WHAT YOU WILL DO =>
1. Answer these from the passage about the Cubs and Lou Piniella:
(a) How long has it been since the Cubs won the Series?
(b) Which two free agents did the Cubs add to rebuild?
(c) Since what year have the Cubs not reached a World Series?
2. Carry on the news excerpt about the Cubs and Piniella, starting after its final sentence.

GIVEN PASSAGE =>
--
The Cubs haven’t won the Series in 100 years, and the city of Chicago is buzzing over their chances and the hopes of the AL Central-leading White Sox. But the long stretch without a World Series winner for the Cubs is in almost every conversation about the team from the north side.

“To hear all this talk about, ‘Well if you guys don’t win the division and you don’t win a World Series, it’s a lost year.’ That’s a bunch of (expletive),” Piniella said.

Told that so many people have been waiting for so many years, Piniella said he understood that.

“But it’s not fair to put all the expectations of all the past failures here and all the past successes here on the 2008 team,” he said. “You let this team stand on its own merit and you let them do what they can do as well as they can do it and let them go as far as they can.”

The Cubs committed millions of dollars over the last two years to rebuild, adding free agents like Alfonso Soriano and Kosuke Fukudome. And to harness that talent and possibly get to their first World Series since 1945, the club hired Piniella because of his successful track record.
--
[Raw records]

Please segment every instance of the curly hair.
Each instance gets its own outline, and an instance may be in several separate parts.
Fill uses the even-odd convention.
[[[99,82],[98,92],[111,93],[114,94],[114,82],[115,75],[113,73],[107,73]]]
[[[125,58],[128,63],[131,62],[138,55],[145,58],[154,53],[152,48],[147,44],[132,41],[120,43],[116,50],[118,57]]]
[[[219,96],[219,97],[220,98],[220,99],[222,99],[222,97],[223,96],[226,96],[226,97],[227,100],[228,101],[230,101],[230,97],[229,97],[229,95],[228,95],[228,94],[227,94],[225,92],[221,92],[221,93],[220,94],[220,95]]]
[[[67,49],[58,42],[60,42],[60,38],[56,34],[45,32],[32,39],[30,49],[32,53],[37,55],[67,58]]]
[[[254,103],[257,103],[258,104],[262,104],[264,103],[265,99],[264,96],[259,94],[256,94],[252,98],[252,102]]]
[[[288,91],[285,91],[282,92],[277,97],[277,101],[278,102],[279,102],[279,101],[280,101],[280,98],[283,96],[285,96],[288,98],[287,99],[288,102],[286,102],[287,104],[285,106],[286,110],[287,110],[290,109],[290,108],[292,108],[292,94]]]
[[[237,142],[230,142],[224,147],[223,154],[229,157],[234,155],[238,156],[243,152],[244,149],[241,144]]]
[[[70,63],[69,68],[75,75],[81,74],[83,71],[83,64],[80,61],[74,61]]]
--
TASK ANSWERS =>
1.
(a) 100 years.
(b) Alfonso Soriano and Kosuke Fukudome.
(c) 1945.

2.
“I’m trying the best I can. And if I don’t win it, there will be somebody else here you’ll be talking about,” Piniella said. “And if I do win it, there will be somebody else here anyway. ... I understand it’s been a long, long, long time here. I understand it. I really do and I can empathize, but the thing is this is the 2008 team.”

A century stretches more than most lifetimes, as Cubs fans know well.

“One hundred years from now they won’t even know I managed here,” Piniella said.

Don’t bet on that, though, especially if he leads them to a championship.